### [FRAGMENTO]
========

En el Domingo de la Divina Misericordia

Carta pastoral del obispo de Jaén, Mons. Amadeo Rodríguez

Querido hermanos:

Feliz Pascua de Resurrección, ¡Aleluya Aleluya!

Este es nuestro saludo y nuestro deseo en estos días pascuales. Sin embargo, nuestra situación de confinados sólo nos permite decírselo a los que conviven cada día con nosotros. En este caso, nuestro saludo más que con palabras lo hacemos con gestos de alegría y servicio. Pascua es el tiempo en que Jesús se dedicó a consolar a sus discípulos, a mostrarles cómo es la condición de vida de los resucitados. Las apariciones, las palabras y los detalles de Jesús Resucitado sirvieron, sobre todo, para que los apóstoles entendieran la vida que Él nos dejaba: conocieron la paz, se contagiaron de alegría, se abrieron a la esperanza, entendieron la caridad fraterna y aprendieron a vivir de un modo nuevo, tanto en el interior de sus corazones, como en su experiencia cotidiana de vida. En todo vivieron de la fe en el misterio de la vida de Cristo muerto y resucitado. Todos ellos vieron y creyeron, como le sucedió a San Juan, el discípulo que llegó antes que Pedro al sepulcro vacío.

========

### [MATERIAL DE PARTIDA]
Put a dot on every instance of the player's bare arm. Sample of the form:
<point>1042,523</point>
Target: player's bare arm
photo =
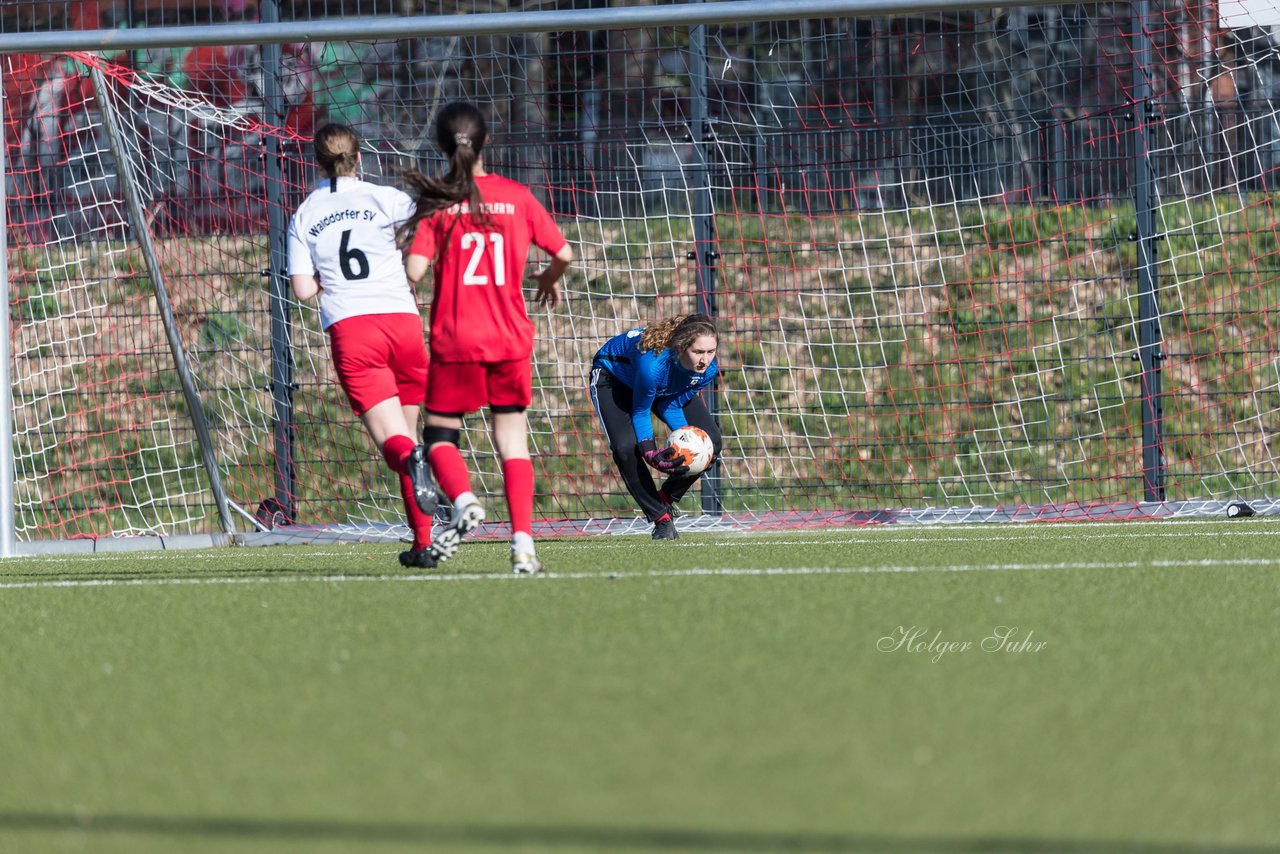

========

### [TAREAS]
1 - ¿Puedes copiar sin cambios el tramo de la carta pastoral que va desde "En el Domingo" hasta "Resurrección, ¡Aleluya Aleluya!"?
2 - ¿Qué hicieron los apóstoles, según la enumeración de la carta pastoral que sigue a las palabras "la vida que Él nos dejaba"? Enumera todas las acciones.
3 - ¿Concuerdan con la carta pastoral las siguientes afirmaciones? Responde sí o no a cada una y cita las palabras del texto que lo deciden.
(a) San Juan llegó al sepulcro antes que Pedro.
(b) El confinamiento permite dirigir el saludo pascual a todos los hermanos.
(c) Jesús dedicó el tiempo de Pascua a consolar a sus discípulos.

### [SOLUCIONES]
1 -
En el Domingo de la Divina Misericordia

Carta pastoral del obispo de Jaén, Mons. Amadeo Rodríguez

Querido hermanos:

Feliz Pascua de Resurrección, ¡Aleluya Aleluya!

2 -
- Conocieron la paz.
- Se contagiaron de alegría.
- Se abrieron a la esperanza.
- Entendieron la caridad fraterna.
- Aprendieron a vivir de un modo nuevo.

3 -
(a) Sí: «el discípulo que llegó antes que Pedro al sepulcro vacío».
(b) No: «nuestra situación de confinados sólo nos permite decírselo a los que conviven cada día con nosotros».
(c) Sí: «Pascua es el tiempo en que Jesús se dedicó a consolar a sus discípulos».